[Stored data entries]

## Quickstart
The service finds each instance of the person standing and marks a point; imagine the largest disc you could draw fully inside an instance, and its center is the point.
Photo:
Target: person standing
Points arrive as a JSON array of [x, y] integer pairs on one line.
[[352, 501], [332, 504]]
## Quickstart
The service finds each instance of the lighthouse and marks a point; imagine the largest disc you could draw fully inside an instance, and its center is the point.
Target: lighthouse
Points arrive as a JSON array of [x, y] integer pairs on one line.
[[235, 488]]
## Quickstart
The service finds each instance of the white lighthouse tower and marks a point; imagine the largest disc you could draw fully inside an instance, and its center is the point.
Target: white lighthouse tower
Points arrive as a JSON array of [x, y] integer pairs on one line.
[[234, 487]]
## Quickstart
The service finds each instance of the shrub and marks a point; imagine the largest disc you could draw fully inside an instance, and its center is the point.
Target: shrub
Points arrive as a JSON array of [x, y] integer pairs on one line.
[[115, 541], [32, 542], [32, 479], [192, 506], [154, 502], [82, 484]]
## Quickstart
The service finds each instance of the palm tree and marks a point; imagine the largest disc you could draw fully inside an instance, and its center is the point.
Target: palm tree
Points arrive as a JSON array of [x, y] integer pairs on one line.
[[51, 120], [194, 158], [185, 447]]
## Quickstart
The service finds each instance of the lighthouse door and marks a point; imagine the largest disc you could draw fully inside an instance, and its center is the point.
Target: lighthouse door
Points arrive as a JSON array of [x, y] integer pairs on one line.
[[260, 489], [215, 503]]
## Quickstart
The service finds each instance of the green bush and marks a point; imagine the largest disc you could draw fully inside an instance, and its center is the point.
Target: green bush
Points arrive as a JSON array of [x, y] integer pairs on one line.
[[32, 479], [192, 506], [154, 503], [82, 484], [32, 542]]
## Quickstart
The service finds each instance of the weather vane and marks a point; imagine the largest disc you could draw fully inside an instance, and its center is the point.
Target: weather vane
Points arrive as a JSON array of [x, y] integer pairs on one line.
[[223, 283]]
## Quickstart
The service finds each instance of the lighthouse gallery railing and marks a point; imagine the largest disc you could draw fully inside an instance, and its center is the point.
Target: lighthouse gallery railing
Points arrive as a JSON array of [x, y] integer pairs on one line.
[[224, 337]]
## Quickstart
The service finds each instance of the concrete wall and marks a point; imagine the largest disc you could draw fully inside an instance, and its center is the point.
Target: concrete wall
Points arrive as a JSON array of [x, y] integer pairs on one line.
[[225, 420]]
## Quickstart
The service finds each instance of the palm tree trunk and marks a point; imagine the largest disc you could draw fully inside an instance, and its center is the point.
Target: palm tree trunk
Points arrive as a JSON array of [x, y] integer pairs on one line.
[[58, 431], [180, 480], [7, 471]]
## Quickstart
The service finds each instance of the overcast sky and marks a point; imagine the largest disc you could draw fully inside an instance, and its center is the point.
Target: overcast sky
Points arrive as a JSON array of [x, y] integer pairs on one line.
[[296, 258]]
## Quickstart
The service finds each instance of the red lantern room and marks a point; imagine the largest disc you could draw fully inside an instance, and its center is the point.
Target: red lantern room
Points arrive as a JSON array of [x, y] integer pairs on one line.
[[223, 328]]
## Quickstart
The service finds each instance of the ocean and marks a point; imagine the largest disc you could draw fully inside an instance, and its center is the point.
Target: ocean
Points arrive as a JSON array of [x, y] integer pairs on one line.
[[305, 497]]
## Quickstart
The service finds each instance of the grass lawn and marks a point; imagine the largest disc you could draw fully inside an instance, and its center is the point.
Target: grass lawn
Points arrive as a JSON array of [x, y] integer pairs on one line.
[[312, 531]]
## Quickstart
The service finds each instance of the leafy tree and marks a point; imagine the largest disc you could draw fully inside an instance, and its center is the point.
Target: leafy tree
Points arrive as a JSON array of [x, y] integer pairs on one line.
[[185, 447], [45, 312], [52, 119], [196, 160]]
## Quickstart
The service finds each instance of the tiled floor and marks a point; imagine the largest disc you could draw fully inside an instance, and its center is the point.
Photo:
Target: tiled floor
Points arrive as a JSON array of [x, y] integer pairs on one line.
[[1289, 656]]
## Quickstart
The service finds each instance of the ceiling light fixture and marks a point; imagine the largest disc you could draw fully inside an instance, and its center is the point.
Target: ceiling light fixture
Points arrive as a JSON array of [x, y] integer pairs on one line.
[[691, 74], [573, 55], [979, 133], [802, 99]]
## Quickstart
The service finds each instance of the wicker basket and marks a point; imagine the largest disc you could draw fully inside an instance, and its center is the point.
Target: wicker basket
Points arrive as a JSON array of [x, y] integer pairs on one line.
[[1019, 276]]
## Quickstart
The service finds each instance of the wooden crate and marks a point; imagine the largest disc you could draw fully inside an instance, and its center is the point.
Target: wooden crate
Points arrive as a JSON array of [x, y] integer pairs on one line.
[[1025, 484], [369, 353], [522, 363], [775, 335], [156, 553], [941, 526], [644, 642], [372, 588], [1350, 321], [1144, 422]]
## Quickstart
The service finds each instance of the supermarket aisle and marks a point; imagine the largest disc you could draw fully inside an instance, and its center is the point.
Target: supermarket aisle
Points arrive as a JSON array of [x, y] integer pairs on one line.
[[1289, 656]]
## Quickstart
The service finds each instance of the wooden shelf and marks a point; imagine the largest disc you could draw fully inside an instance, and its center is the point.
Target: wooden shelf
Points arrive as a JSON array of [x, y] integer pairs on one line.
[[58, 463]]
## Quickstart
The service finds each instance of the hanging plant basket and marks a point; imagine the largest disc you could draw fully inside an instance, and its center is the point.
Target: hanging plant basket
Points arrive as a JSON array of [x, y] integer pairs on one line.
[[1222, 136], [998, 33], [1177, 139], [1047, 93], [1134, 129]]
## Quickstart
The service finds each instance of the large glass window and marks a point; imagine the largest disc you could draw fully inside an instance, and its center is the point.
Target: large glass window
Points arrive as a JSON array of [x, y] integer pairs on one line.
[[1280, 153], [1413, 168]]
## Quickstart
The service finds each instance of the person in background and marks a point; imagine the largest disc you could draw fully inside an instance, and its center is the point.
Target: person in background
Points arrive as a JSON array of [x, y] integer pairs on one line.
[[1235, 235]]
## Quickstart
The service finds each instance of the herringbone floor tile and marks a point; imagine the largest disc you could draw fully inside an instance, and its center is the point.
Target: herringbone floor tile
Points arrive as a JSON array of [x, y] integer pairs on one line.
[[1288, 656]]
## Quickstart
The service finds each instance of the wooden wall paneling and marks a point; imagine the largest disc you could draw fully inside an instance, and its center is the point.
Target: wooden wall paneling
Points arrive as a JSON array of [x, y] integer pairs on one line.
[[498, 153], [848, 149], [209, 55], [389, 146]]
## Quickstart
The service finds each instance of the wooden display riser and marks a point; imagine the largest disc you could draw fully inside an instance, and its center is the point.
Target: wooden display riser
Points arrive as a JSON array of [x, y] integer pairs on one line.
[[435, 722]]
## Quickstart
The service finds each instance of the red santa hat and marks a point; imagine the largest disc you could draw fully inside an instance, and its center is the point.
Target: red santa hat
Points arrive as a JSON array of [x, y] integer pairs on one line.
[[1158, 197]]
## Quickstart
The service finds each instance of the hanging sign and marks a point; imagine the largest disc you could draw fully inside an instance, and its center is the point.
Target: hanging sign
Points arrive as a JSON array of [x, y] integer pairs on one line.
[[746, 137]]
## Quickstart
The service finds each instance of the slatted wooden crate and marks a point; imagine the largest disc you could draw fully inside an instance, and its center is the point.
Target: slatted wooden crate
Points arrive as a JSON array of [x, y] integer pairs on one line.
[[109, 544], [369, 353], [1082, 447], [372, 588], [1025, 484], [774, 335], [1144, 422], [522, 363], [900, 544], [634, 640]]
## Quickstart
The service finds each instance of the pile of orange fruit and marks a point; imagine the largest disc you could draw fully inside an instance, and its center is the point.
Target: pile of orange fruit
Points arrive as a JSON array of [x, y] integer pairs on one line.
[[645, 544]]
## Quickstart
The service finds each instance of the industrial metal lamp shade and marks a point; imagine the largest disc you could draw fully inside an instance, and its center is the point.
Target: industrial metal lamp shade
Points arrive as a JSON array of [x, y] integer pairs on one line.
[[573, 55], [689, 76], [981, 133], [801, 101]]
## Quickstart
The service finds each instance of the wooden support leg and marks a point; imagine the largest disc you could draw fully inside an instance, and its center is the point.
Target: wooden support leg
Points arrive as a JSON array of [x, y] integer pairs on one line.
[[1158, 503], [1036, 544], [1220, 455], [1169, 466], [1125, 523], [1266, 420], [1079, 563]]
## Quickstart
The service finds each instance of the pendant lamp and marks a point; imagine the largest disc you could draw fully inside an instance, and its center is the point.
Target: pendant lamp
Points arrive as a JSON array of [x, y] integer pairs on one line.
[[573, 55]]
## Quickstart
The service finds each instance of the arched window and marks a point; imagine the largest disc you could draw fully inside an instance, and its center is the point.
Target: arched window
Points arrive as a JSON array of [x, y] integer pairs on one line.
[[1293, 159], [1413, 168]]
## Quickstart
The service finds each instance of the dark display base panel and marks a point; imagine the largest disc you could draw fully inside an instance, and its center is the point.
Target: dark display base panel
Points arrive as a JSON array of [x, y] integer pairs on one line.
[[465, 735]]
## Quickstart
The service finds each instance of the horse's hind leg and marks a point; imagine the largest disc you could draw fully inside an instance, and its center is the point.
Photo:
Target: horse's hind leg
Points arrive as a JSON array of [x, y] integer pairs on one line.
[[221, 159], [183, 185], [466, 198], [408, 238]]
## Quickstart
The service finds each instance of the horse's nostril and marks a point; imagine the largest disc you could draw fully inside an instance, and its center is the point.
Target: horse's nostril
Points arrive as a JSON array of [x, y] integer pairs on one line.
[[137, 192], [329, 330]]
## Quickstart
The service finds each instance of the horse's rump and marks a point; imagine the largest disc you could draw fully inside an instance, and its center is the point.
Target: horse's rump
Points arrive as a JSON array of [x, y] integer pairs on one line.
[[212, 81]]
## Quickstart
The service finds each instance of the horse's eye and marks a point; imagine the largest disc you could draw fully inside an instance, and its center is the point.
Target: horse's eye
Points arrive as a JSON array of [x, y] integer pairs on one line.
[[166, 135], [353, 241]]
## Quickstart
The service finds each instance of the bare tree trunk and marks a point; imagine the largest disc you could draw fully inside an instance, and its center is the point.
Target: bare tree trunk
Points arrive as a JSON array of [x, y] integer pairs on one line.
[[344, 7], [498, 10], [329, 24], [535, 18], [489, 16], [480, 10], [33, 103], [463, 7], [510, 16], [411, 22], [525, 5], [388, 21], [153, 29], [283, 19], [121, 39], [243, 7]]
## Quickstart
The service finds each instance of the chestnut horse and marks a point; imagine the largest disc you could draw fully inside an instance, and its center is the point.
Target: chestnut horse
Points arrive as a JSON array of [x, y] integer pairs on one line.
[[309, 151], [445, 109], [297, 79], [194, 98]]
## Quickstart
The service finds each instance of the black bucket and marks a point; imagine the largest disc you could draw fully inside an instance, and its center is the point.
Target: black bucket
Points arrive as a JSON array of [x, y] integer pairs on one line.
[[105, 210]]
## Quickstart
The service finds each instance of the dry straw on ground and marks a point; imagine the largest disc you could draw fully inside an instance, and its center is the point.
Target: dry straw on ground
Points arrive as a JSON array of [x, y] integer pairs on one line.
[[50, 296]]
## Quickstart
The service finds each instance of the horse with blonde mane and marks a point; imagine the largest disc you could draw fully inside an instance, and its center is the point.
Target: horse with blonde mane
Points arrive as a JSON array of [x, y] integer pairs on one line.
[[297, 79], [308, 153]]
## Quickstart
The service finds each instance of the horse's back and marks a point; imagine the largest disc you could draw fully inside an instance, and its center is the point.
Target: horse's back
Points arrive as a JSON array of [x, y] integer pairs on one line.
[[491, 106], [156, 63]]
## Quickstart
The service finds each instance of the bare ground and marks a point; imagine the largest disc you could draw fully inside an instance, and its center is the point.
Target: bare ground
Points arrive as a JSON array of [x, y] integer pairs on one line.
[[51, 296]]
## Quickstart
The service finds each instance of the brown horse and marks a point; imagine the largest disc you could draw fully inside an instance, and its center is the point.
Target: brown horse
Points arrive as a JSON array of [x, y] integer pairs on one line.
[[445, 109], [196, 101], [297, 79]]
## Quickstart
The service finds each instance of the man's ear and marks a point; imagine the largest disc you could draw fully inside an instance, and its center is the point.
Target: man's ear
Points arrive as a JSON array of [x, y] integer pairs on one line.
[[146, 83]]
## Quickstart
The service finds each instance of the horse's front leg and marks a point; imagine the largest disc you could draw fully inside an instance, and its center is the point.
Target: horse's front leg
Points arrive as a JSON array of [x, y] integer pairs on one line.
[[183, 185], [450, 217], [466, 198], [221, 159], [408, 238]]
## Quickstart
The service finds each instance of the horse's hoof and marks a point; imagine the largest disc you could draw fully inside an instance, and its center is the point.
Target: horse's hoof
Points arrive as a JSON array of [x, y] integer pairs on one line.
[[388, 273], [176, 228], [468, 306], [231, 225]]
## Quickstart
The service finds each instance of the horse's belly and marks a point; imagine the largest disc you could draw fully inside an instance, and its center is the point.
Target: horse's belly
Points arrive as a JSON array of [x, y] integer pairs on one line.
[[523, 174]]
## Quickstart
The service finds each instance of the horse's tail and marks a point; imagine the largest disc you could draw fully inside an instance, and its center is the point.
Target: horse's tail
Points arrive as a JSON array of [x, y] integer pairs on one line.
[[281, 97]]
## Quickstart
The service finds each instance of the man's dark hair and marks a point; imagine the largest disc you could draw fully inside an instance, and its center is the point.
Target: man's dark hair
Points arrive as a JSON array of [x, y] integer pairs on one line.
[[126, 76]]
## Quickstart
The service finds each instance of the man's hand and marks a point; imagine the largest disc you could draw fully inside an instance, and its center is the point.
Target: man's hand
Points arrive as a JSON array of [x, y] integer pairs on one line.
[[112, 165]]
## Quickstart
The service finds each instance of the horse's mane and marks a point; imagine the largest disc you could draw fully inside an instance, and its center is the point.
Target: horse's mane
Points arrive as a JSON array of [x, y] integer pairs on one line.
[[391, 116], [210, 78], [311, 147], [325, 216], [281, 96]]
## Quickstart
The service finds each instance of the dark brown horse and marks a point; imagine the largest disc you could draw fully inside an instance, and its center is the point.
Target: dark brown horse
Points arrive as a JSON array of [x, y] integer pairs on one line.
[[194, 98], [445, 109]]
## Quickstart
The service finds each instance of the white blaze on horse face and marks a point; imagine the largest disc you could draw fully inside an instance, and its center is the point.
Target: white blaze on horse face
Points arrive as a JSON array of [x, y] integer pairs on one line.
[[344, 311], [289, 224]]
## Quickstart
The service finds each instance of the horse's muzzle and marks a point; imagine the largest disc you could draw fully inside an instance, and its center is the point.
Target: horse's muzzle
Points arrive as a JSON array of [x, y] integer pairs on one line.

** WORK REQUIRED **
Which lines in the records contain the word "bush"? Copy each one.

** OUTPUT BELOW **
The service finds each instance of the green bush and marks a point; imagine the largest disc you could draw fully inside an instance, and its center is the point.
Target: green bush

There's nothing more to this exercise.